§ WHAT YOU WILL DO:
Starting at the line with "point: large window", transcribe each line through the final one, both included, and add nothing.

§ Dataset rows on where objects appear:
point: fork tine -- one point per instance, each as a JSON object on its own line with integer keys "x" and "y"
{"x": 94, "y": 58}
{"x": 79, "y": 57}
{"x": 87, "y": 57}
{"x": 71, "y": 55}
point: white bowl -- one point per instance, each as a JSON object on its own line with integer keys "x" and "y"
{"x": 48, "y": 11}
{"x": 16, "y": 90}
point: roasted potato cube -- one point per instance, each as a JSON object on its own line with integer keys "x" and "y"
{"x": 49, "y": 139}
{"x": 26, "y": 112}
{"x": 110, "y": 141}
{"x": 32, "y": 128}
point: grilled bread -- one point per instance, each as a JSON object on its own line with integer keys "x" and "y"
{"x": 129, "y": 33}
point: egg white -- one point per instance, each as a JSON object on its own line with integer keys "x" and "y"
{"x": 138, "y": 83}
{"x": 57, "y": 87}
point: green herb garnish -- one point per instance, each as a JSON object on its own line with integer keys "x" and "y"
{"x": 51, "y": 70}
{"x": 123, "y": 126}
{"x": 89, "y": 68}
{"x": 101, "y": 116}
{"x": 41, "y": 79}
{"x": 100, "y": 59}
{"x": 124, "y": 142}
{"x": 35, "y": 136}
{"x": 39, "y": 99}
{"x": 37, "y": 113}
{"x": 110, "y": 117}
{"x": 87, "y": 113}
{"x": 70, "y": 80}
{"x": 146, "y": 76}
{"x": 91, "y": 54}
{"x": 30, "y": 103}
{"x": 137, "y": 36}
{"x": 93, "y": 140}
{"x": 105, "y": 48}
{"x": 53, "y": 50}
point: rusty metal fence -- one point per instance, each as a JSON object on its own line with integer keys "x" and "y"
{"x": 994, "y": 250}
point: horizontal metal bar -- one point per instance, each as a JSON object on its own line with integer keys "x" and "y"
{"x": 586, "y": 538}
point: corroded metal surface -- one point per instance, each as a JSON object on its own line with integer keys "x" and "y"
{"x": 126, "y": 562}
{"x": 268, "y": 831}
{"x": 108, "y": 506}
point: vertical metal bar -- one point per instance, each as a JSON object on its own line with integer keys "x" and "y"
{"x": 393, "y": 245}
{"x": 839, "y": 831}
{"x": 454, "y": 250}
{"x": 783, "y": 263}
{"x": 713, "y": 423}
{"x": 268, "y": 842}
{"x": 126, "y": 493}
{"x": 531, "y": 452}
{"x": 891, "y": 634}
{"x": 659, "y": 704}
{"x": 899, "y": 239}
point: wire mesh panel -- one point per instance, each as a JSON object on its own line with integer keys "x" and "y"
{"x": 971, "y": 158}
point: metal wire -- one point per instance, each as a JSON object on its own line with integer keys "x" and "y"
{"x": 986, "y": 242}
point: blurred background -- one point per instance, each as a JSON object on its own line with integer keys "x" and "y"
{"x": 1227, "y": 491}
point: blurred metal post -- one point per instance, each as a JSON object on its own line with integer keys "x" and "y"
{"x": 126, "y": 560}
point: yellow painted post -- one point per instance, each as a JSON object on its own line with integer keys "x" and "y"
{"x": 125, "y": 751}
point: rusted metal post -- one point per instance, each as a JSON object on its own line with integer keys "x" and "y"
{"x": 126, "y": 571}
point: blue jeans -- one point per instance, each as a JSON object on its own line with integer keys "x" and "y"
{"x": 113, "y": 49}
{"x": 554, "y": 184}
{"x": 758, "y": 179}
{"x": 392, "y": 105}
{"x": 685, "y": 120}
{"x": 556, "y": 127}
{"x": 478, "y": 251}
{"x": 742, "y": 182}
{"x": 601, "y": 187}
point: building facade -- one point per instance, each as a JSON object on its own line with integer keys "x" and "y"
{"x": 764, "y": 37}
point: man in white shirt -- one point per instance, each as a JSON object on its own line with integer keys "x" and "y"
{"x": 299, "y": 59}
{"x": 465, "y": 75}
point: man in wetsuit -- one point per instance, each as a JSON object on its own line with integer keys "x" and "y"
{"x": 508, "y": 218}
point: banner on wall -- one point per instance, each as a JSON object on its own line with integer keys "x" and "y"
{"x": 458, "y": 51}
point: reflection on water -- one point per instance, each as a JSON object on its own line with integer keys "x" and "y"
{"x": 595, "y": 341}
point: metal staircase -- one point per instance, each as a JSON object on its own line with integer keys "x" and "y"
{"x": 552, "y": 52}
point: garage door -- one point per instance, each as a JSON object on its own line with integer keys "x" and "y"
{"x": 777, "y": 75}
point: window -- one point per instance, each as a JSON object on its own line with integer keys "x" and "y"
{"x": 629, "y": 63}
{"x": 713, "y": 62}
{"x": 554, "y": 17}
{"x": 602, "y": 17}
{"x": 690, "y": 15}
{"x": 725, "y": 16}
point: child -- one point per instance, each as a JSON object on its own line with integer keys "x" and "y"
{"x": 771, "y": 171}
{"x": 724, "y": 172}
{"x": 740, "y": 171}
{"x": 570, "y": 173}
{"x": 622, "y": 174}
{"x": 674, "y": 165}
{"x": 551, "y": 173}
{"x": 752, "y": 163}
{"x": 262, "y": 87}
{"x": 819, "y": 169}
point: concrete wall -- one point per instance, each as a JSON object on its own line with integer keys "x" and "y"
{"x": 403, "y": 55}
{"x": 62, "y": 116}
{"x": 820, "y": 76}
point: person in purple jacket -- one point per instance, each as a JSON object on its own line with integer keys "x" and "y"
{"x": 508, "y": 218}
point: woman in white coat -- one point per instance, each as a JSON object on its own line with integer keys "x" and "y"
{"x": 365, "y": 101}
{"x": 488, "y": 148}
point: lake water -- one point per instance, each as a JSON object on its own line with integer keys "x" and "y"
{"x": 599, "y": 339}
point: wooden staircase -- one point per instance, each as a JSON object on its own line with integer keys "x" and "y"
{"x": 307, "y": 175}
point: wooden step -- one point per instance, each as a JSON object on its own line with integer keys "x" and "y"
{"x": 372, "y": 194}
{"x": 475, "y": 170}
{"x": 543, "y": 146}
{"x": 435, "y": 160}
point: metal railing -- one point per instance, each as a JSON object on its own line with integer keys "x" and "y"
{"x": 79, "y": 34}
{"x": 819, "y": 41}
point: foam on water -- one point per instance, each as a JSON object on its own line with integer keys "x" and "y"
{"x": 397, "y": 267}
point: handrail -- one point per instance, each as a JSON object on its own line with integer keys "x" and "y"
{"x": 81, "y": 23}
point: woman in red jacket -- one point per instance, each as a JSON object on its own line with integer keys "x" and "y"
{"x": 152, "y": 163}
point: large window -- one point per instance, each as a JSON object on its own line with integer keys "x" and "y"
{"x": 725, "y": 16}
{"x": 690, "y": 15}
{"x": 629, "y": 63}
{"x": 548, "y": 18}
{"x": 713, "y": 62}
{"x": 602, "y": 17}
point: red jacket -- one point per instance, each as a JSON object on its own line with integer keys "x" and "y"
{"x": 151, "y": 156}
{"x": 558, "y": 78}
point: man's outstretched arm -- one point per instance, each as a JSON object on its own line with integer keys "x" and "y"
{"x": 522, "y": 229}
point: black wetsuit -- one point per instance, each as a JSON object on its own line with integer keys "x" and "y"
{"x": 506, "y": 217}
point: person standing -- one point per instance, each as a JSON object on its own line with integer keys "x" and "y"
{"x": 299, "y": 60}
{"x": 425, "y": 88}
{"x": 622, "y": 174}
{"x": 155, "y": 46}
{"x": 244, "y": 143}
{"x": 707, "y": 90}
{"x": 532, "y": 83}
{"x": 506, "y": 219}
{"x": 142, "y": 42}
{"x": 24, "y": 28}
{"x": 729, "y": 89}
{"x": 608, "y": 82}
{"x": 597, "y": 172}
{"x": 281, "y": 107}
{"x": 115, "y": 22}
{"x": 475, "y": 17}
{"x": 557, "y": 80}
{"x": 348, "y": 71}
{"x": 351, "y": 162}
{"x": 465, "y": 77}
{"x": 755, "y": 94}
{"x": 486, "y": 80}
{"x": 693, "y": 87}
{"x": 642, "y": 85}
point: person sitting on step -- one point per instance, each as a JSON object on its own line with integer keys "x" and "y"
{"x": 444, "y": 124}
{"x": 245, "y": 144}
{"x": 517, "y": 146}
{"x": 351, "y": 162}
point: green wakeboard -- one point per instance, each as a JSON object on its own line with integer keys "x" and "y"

§ RESULT FOR THIS EXERCISE:
point: large window -- one point per instance, each as a JSON object on its own line with integer keys "x" and "y"
{"x": 725, "y": 16}
{"x": 690, "y": 15}
{"x": 629, "y": 63}
{"x": 548, "y": 18}
{"x": 713, "y": 62}
{"x": 602, "y": 17}
point: red jacket -- one point per instance, each as a JSON object on its own line with integer keys "x" and "y"
{"x": 151, "y": 156}
{"x": 558, "y": 78}
point: man's outstretched arm -- one point per instance, each as a JSON object on its own line with integer keys "x" and "y"
{"x": 522, "y": 229}
point: black wetsuit -- one point per instance, each as a JSON object on its own line with integer keys "x" and "y"
{"x": 506, "y": 217}
point: person standing -- one point per instance, each as a JSON object on its own line with integer keys "x" and "y"
{"x": 299, "y": 60}
{"x": 425, "y": 88}
{"x": 622, "y": 174}
{"x": 155, "y": 46}
{"x": 244, "y": 143}
{"x": 707, "y": 90}
{"x": 532, "y": 83}
{"x": 506, "y": 219}
{"x": 142, "y": 42}
{"x": 24, "y": 28}
{"x": 729, "y": 89}
{"x": 608, "y": 82}
{"x": 597, "y": 172}
{"x": 281, "y": 107}
{"x": 115, "y": 22}
{"x": 475, "y": 17}
{"x": 557, "y": 80}
{"x": 348, "y": 71}
{"x": 351, "y": 162}
{"x": 465, "y": 77}
{"x": 755, "y": 94}
{"x": 486, "y": 80}
{"x": 693, "y": 87}
{"x": 642, "y": 85}
point: person sitting on step -- one point per instance, each as a JSON object on its own line with integer keys "x" and "y"
{"x": 444, "y": 124}
{"x": 245, "y": 144}
{"x": 517, "y": 146}
{"x": 351, "y": 162}
point: green wakeboard -- one point per instance, each as a JSON object on its own line with integer keys "x" and "y"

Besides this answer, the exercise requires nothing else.